*DATASET ENTRIES*
┄┄┄┄┄┄┄┄┄┄┄┄┄┄┄┄┄┄┄┄

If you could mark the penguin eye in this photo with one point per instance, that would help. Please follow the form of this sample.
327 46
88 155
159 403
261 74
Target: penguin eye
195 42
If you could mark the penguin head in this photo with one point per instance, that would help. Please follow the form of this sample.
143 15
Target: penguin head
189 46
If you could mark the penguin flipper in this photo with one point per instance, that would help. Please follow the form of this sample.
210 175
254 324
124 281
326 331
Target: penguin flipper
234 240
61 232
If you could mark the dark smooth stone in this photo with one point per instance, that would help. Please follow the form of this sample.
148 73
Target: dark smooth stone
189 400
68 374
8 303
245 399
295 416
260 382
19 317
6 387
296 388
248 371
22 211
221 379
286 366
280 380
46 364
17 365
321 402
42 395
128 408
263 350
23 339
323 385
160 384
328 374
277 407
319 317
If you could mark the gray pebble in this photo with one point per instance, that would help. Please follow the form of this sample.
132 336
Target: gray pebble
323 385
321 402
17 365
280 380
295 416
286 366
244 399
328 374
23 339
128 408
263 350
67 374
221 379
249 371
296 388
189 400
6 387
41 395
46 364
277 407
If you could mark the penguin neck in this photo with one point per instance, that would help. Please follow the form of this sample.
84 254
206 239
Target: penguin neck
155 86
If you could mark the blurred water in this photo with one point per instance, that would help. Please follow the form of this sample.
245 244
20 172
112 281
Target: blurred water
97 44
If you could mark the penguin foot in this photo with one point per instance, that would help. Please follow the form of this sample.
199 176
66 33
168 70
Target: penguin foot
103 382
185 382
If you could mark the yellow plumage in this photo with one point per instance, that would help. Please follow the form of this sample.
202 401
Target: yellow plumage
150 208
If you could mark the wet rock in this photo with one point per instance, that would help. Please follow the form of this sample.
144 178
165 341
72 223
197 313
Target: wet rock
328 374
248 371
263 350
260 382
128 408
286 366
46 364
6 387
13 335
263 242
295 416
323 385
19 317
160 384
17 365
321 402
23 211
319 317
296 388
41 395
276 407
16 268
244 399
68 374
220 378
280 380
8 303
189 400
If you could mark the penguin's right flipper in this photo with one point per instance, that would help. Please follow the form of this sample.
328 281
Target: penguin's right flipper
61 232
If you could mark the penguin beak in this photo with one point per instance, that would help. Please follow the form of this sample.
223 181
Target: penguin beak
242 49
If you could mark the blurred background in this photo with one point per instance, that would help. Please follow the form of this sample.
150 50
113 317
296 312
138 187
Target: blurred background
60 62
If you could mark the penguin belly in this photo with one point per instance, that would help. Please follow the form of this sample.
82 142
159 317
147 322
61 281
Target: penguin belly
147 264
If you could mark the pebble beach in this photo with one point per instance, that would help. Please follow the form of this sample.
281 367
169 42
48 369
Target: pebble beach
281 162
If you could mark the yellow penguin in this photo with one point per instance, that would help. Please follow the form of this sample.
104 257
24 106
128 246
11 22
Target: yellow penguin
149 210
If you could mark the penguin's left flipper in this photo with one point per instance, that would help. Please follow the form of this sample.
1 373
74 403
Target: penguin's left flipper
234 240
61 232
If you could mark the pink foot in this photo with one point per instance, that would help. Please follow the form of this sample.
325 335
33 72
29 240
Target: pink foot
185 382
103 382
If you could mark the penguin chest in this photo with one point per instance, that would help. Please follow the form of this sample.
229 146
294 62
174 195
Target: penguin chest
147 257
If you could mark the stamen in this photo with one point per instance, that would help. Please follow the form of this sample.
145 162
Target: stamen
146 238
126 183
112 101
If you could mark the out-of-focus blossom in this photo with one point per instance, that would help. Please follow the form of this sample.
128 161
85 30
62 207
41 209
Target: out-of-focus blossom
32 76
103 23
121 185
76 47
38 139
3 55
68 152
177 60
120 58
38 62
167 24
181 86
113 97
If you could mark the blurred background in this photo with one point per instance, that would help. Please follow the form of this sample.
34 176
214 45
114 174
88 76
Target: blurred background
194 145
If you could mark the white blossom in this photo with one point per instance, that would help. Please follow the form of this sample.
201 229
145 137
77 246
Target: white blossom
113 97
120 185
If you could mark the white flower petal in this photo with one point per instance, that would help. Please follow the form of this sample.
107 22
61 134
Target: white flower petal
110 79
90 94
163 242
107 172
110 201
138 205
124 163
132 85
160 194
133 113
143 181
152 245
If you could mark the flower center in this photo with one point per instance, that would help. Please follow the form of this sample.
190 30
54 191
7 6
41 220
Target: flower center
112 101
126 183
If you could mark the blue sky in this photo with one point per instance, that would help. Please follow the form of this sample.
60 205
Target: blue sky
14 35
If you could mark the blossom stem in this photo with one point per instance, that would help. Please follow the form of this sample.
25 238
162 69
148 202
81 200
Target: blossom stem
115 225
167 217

┄┄┄┄┄┄┄┄┄┄┄┄┄┄┄┄┄┄┄┄

*WHAT THIS TASK INVOLVES*
Copy the material above from the line that contains "If you could mark the blossom" through the end, swapping "blossom stem" for "flower stem" and leaving everything else unchanged.

*CORRECT RESULT*
If you could mark the flower stem in this photo with one point per instance, that would help. Please follow the form of this sample.
25 238
162 69
148 202
81 200
Target: flower stem
115 225
167 217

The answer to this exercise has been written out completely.